#### GOAL
Show each row below that contains the string "tool", reproducing every such row in full. Case counts when matching.

#### DATA SECTION
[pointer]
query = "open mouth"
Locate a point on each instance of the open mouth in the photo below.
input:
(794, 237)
...
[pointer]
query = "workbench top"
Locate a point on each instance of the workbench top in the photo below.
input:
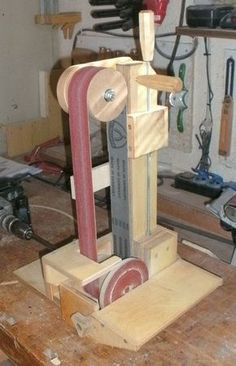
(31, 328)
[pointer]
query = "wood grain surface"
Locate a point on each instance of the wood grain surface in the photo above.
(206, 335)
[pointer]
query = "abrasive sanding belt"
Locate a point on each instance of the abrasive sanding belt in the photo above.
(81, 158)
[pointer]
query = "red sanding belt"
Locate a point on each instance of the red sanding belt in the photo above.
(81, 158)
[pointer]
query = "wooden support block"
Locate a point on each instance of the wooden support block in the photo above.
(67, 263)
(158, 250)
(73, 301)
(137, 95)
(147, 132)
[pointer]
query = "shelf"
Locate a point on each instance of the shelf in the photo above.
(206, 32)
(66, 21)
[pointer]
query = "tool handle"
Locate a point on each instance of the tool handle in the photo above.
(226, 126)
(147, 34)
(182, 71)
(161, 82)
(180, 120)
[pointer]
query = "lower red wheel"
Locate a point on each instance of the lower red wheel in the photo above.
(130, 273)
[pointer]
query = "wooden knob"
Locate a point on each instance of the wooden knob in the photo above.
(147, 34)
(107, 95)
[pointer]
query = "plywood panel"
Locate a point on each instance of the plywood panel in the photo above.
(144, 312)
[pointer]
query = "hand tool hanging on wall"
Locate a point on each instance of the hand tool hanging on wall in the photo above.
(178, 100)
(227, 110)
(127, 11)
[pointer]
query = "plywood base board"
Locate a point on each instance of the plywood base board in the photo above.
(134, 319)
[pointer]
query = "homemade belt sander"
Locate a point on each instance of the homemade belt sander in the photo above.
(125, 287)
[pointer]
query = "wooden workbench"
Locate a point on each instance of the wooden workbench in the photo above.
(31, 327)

#### CORRECT RESPONSE
query = "tool handle"
Locate a point on each instance of the tool handle in the photo above.
query = "hand tool hanging on wall"
Locate a point on each instance of the hand tool hanging on wall in the photo above.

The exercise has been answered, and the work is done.